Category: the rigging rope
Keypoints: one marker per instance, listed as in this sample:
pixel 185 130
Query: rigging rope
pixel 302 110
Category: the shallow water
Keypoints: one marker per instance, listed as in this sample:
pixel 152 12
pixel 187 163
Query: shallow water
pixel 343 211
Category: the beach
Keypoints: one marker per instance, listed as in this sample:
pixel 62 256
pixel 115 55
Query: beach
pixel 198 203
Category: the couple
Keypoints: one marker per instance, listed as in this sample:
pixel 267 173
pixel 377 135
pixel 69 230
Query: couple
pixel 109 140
---
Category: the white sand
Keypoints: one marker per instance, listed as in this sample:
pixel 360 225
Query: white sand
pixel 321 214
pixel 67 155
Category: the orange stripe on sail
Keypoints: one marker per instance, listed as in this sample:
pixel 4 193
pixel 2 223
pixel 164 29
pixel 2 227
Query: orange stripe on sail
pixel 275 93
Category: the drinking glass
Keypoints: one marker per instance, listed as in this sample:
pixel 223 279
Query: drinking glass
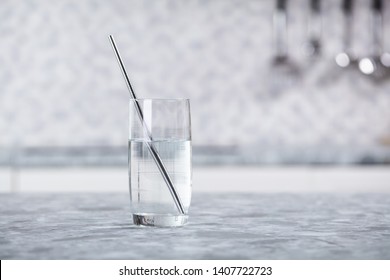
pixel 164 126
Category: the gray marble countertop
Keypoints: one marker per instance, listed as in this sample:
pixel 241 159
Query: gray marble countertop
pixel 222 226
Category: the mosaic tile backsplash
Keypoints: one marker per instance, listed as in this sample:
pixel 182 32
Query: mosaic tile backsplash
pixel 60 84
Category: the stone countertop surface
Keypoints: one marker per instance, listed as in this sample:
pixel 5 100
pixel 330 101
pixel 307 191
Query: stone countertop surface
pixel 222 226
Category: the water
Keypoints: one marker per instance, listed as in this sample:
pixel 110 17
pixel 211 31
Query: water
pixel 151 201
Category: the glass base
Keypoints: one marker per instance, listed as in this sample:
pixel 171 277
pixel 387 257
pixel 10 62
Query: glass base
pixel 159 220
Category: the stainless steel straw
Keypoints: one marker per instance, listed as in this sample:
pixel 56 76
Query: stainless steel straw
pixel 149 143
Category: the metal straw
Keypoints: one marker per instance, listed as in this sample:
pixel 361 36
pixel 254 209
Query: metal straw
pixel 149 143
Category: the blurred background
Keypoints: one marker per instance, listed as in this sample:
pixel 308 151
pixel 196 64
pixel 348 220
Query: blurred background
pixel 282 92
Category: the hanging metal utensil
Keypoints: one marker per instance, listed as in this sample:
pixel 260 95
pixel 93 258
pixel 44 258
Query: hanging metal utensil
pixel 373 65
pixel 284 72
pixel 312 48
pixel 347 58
---
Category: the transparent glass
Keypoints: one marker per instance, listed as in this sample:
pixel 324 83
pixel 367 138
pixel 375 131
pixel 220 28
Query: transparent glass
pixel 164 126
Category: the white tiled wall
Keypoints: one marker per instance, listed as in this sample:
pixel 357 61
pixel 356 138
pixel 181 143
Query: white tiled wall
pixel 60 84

What you should do> Copy the lines from the one containing "Category: the rigging rope" through the one containing "pixel 109 140", including both, with nothing changed.

Exercise response>
Category: the rigging rope
Keypoints: one marker per instance, listed as in this sample:
pixel 185 130
Query: rigging rope
pixel 302 110
Category: the shallow water
Keypoints: one marker per instance, listed as in this sample:
pixel 152 12
pixel 187 163
Query: shallow water
pixel 343 211
Category: the beach
Keypoints: one marker per instance, listed as in this sample:
pixel 62 256
pixel 115 55
Query: beach
pixel 198 203
Category: the couple
Keypoints: one marker per instance, listed as in this sample:
pixel 267 173
pixel 377 135
pixel 69 230
Query: couple
pixel 109 140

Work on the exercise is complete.